Prompt
Turn everything from the start of the items down through the line containing "<point>261,99</point>" into a JSON list of strings, one per line, skipping blank lines and leaving out the pictures.

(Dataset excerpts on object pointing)
——
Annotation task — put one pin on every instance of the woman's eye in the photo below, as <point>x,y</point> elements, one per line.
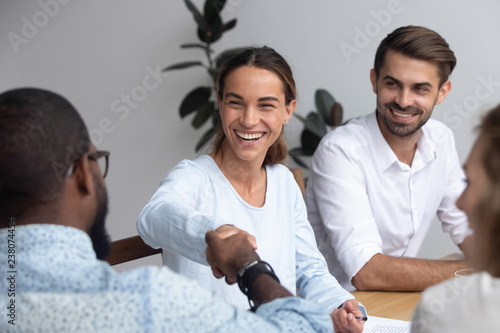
<point>234,103</point>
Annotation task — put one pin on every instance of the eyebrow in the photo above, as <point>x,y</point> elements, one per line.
<point>417,84</point>
<point>261,99</point>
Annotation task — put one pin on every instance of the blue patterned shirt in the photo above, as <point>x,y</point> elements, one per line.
<point>58,285</point>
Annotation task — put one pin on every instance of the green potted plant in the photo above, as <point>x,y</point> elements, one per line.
<point>327,116</point>
<point>202,100</point>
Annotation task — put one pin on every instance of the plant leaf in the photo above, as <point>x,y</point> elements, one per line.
<point>309,141</point>
<point>194,100</point>
<point>183,65</point>
<point>204,113</point>
<point>213,31</point>
<point>324,102</point>
<point>196,45</point>
<point>229,25</point>
<point>200,19</point>
<point>314,123</point>
<point>205,139</point>
<point>213,8</point>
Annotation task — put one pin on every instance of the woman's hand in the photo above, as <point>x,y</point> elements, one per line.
<point>225,231</point>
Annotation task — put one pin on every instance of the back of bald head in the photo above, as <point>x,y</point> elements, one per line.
<point>41,136</point>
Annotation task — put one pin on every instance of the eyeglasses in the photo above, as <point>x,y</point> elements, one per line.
<point>102,162</point>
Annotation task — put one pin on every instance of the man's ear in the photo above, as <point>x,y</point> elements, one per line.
<point>83,176</point>
<point>373,80</point>
<point>443,91</point>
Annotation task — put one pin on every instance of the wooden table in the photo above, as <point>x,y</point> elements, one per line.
<point>393,305</point>
<point>389,304</point>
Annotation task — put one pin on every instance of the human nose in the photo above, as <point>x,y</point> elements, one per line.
<point>250,117</point>
<point>404,98</point>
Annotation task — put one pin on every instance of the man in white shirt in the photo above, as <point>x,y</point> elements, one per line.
<point>377,183</point>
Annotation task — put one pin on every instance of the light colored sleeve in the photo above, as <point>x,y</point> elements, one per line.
<point>178,304</point>
<point>172,219</point>
<point>454,221</point>
<point>339,190</point>
<point>314,281</point>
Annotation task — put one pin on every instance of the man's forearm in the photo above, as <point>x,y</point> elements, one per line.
<point>383,272</point>
<point>265,289</point>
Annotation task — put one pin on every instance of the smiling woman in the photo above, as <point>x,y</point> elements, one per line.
<point>242,187</point>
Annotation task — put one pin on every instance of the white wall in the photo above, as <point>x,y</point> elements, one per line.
<point>95,52</point>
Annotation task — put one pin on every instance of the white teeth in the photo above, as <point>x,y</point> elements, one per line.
<point>248,136</point>
<point>404,115</point>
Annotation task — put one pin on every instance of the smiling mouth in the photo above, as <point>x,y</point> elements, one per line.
<point>402,115</point>
<point>249,137</point>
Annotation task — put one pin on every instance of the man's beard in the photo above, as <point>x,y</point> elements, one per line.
<point>401,129</point>
<point>98,234</point>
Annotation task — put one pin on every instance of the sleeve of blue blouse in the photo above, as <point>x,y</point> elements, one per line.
<point>340,193</point>
<point>177,304</point>
<point>314,281</point>
<point>171,220</point>
<point>454,221</point>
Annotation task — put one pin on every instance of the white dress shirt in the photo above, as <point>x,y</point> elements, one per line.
<point>362,200</point>
<point>468,304</point>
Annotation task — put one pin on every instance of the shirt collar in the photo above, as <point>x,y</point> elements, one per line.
<point>71,241</point>
<point>384,153</point>
<point>386,157</point>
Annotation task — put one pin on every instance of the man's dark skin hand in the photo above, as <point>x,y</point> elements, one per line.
<point>227,256</point>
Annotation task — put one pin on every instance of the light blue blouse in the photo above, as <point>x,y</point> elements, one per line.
<point>60,286</point>
<point>195,197</point>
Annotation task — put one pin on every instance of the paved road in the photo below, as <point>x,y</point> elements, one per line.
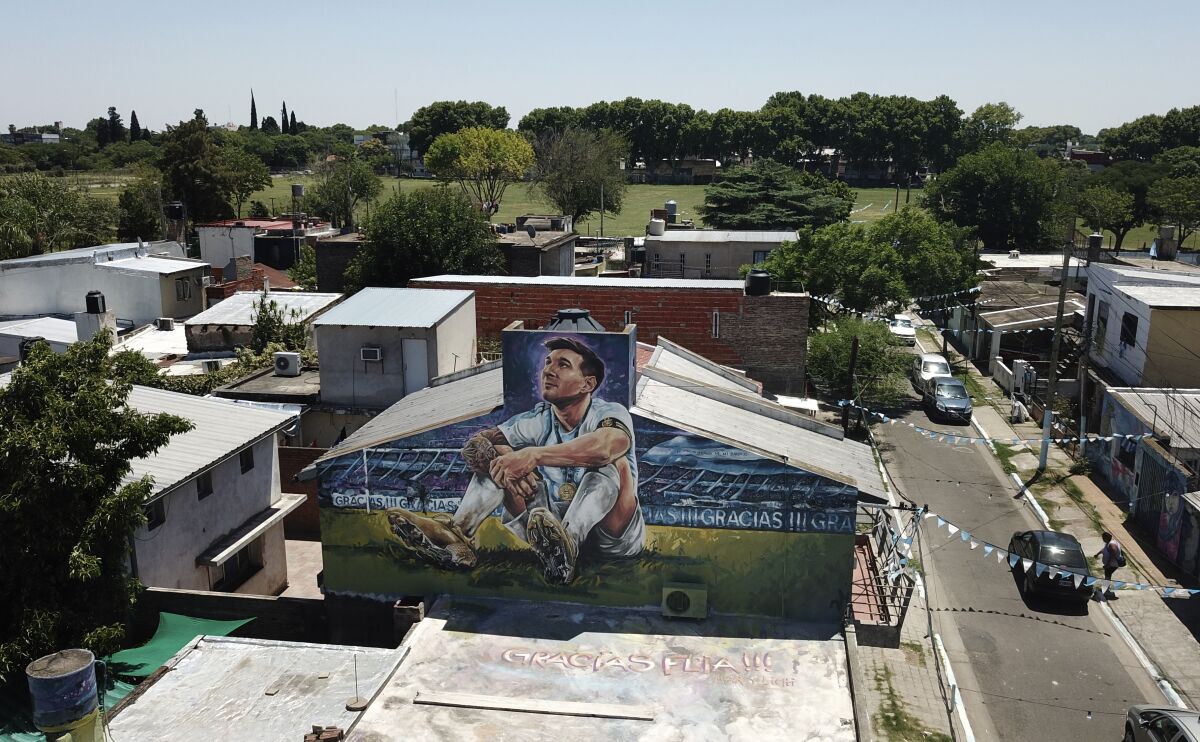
<point>1027,669</point>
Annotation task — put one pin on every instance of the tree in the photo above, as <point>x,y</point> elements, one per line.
<point>1176,201</point>
<point>571,166</point>
<point>880,366</point>
<point>195,171</point>
<point>139,210</point>
<point>448,117</point>
<point>424,233</point>
<point>1104,208</point>
<point>772,196</point>
<point>1007,196</point>
<point>39,214</point>
<point>66,441</point>
<point>483,161</point>
<point>241,174</point>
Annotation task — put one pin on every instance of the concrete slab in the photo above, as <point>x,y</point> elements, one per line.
<point>731,678</point>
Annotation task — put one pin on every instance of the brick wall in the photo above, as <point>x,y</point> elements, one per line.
<point>767,336</point>
<point>304,521</point>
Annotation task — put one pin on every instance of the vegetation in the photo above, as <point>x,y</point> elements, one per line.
<point>66,441</point>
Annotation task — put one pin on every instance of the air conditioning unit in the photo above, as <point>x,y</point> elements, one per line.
<point>684,600</point>
<point>287,364</point>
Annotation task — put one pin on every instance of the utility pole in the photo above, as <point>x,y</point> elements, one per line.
<point>1051,381</point>
<point>850,386</point>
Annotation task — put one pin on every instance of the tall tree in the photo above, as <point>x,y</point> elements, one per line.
<point>66,441</point>
<point>772,196</point>
<point>576,168</point>
<point>424,233</point>
<point>448,117</point>
<point>483,161</point>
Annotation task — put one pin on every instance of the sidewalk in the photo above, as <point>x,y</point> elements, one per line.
<point>1075,504</point>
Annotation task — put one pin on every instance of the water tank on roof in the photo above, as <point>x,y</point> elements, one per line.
<point>95,303</point>
<point>757,283</point>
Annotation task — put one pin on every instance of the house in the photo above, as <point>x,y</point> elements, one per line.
<point>708,253</point>
<point>142,281</point>
<point>720,488</point>
<point>539,246</point>
<point>1145,324</point>
<point>763,336</point>
<point>384,343</point>
<point>231,323</point>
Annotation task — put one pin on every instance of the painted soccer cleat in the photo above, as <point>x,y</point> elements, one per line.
<point>433,538</point>
<point>553,545</point>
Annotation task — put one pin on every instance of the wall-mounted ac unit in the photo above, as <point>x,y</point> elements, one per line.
<point>684,600</point>
<point>287,364</point>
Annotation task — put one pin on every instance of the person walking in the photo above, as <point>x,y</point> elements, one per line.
<point>1113,558</point>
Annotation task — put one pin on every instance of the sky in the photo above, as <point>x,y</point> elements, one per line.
<point>1091,64</point>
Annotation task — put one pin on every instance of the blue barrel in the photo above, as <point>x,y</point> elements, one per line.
<point>63,686</point>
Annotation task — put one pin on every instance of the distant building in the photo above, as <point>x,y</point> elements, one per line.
<point>708,253</point>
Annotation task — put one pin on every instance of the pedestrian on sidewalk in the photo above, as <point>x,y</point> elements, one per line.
<point>1113,560</point>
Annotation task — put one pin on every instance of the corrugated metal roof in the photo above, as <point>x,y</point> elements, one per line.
<point>402,307</point>
<point>720,235</point>
<point>429,408</point>
<point>586,282</point>
<point>239,309</point>
<point>846,461</point>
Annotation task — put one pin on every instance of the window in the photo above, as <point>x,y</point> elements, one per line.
<point>203,485</point>
<point>1129,329</point>
<point>156,513</point>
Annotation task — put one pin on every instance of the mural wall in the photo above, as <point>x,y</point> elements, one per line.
<point>564,494</point>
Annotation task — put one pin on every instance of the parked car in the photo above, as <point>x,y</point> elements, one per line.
<point>1051,549</point>
<point>947,398</point>
<point>925,366</point>
<point>903,330</point>
<point>1162,724</point>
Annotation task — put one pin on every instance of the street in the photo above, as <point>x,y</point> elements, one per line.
<point>1029,669</point>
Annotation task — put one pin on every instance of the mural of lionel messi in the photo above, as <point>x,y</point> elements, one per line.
<point>564,474</point>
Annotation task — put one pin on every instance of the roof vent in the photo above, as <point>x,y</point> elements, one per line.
<point>575,321</point>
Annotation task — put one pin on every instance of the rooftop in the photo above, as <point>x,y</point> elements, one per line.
<point>585,282</point>
<point>239,309</point>
<point>401,307</point>
<point>721,235</point>
<point>477,666</point>
<point>232,688</point>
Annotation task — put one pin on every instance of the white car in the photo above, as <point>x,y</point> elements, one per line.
<point>903,330</point>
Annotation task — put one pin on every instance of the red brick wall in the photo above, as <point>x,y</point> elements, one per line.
<point>304,521</point>
<point>767,336</point>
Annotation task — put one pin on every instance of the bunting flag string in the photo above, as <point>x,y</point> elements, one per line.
<point>945,437</point>
<point>1015,561</point>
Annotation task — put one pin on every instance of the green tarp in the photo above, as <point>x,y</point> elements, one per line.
<point>174,633</point>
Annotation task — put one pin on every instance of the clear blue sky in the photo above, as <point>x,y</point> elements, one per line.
<point>1091,64</point>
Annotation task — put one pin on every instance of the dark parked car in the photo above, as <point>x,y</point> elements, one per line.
<point>1051,549</point>
<point>1162,724</point>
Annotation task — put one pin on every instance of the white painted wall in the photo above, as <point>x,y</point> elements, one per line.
<point>166,556</point>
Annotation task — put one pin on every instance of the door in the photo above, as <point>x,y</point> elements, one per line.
<point>417,365</point>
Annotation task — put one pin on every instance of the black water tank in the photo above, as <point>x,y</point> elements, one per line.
<point>95,303</point>
<point>757,283</point>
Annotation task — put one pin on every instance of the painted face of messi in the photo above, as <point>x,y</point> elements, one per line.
<point>563,380</point>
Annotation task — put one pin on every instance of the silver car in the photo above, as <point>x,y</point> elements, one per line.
<point>1162,724</point>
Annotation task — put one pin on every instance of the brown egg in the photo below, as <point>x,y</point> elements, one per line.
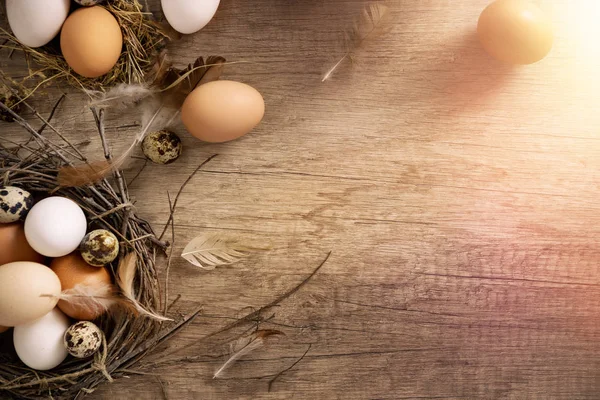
<point>72,270</point>
<point>14,246</point>
<point>220,111</point>
<point>91,41</point>
<point>515,31</point>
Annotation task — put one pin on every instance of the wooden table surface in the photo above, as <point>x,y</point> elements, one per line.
<point>458,196</point>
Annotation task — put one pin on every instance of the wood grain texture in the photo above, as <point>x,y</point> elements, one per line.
<point>459,197</point>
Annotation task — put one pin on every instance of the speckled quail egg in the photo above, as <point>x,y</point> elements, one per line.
<point>15,203</point>
<point>99,247</point>
<point>162,147</point>
<point>83,339</point>
<point>88,3</point>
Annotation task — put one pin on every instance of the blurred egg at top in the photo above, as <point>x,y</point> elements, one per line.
<point>91,41</point>
<point>36,22</point>
<point>189,16</point>
<point>515,31</point>
<point>220,111</point>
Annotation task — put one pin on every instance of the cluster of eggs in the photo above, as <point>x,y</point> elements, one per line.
<point>45,251</point>
<point>91,42</point>
<point>90,37</point>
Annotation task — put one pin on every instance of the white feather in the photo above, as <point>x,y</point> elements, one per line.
<point>121,96</point>
<point>209,251</point>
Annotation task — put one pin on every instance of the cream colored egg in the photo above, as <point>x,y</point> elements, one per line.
<point>28,291</point>
<point>39,344</point>
<point>36,22</point>
<point>221,111</point>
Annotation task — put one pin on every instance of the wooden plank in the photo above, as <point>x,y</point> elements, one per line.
<point>459,197</point>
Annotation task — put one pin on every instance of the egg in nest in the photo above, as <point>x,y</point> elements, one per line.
<point>99,247</point>
<point>162,147</point>
<point>83,339</point>
<point>15,203</point>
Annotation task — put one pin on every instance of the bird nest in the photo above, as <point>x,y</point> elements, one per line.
<point>144,39</point>
<point>34,164</point>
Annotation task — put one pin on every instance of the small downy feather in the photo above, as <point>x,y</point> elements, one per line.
<point>90,173</point>
<point>209,251</point>
<point>91,297</point>
<point>365,27</point>
<point>244,346</point>
<point>125,280</point>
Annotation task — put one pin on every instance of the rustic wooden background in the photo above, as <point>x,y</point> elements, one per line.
<point>458,195</point>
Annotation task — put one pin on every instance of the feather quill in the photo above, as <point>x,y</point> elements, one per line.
<point>157,108</point>
<point>125,280</point>
<point>365,27</point>
<point>121,96</point>
<point>90,173</point>
<point>209,251</point>
<point>244,346</point>
<point>100,298</point>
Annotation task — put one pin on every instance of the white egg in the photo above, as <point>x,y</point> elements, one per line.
<point>55,226</point>
<point>40,344</point>
<point>189,16</point>
<point>36,22</point>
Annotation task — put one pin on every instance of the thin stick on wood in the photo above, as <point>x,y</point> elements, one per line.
<point>181,190</point>
<point>170,256</point>
<point>272,381</point>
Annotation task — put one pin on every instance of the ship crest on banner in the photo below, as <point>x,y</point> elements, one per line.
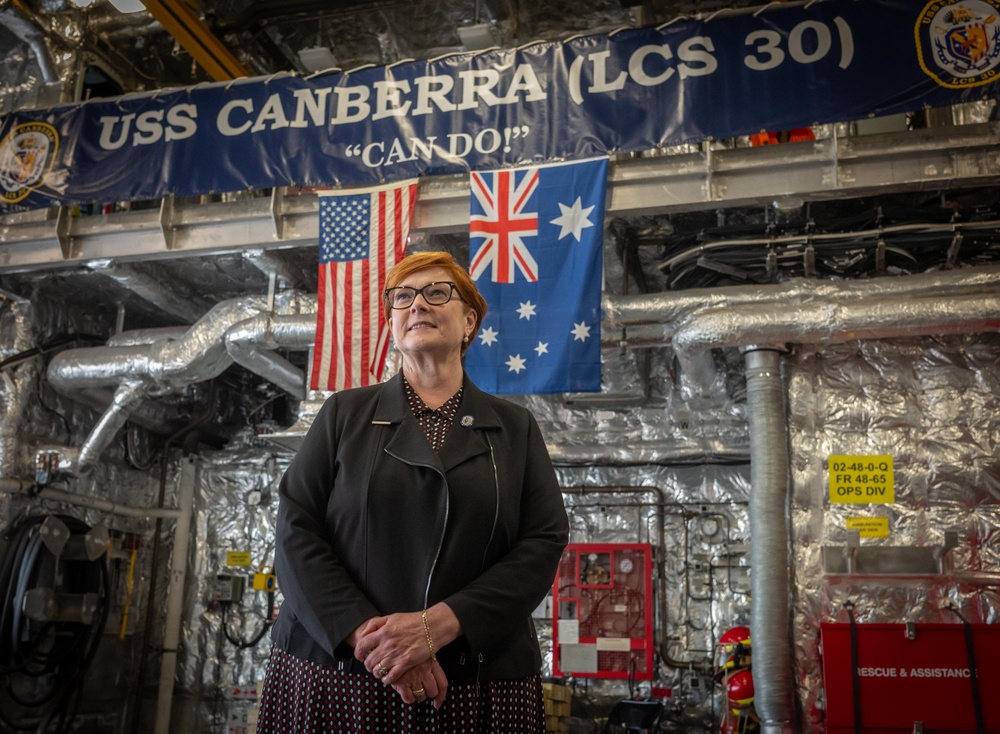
<point>959,43</point>
<point>26,155</point>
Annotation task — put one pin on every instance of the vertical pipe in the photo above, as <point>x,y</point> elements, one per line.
<point>175,595</point>
<point>770,554</point>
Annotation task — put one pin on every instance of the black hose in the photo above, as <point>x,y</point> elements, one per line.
<point>57,653</point>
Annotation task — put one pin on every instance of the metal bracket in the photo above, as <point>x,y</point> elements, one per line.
<point>278,210</point>
<point>168,222</point>
<point>64,229</point>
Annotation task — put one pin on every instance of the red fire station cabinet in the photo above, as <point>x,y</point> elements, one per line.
<point>915,677</point>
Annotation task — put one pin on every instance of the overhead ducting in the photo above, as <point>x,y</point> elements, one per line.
<point>17,22</point>
<point>158,362</point>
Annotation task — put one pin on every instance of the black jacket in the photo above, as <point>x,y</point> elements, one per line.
<point>372,521</point>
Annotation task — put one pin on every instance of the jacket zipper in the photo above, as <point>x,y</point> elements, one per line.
<point>447,508</point>
<point>496,504</point>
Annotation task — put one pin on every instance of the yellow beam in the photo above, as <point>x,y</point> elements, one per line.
<point>181,22</point>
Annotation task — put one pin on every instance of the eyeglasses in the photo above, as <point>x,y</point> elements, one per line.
<point>435,294</point>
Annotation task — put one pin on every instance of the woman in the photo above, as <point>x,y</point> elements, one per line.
<point>419,525</point>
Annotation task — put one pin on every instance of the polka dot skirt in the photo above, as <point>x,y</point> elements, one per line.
<point>302,697</point>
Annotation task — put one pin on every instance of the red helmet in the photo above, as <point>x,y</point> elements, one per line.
<point>733,637</point>
<point>734,723</point>
<point>739,689</point>
<point>734,651</point>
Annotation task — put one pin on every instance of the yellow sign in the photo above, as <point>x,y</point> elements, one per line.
<point>870,527</point>
<point>238,558</point>
<point>861,479</point>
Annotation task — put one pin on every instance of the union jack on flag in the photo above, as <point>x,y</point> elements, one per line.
<point>504,223</point>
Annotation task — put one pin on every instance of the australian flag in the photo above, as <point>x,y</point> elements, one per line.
<point>536,256</point>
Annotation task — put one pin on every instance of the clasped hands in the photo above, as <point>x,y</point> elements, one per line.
<point>394,649</point>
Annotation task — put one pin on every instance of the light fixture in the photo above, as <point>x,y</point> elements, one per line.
<point>476,37</point>
<point>317,58</point>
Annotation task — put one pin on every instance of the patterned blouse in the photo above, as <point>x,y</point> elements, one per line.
<point>434,423</point>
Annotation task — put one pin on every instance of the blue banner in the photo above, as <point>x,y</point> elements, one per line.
<point>536,236</point>
<point>726,75</point>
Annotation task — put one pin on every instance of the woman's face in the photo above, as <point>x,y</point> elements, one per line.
<point>431,329</point>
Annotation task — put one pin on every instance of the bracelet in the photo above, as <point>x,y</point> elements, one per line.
<point>430,640</point>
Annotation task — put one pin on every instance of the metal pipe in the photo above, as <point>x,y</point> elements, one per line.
<point>770,552</point>
<point>175,595</point>
<point>701,451</point>
<point>115,508</point>
<point>126,397</point>
<point>673,305</point>
<point>249,343</point>
<point>827,322</point>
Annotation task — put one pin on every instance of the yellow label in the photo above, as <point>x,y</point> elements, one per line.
<point>861,479</point>
<point>869,527</point>
<point>238,558</point>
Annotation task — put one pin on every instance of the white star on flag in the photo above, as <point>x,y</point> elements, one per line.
<point>515,363</point>
<point>489,336</point>
<point>580,331</point>
<point>573,219</point>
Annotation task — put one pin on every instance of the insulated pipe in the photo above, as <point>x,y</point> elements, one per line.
<point>825,322</point>
<point>199,354</point>
<point>770,553</point>
<point>175,593</point>
<point>249,343</point>
<point>137,337</point>
<point>671,306</point>
<point>702,451</point>
<point>128,395</point>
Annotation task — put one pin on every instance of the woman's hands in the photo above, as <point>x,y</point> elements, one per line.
——
Output
[
  "Annotation task — put one pin on every instance of the woman's eye in the photo below, as <point>x,y</point> elements, one per line.",
  "<point>234,103</point>",
  "Annotation task — put one pin on every instance of the eyebrow in the photo above, as <point>x,y</point> elements, one per line.",
  "<point>417,84</point>",
  "<point>261,99</point>"
]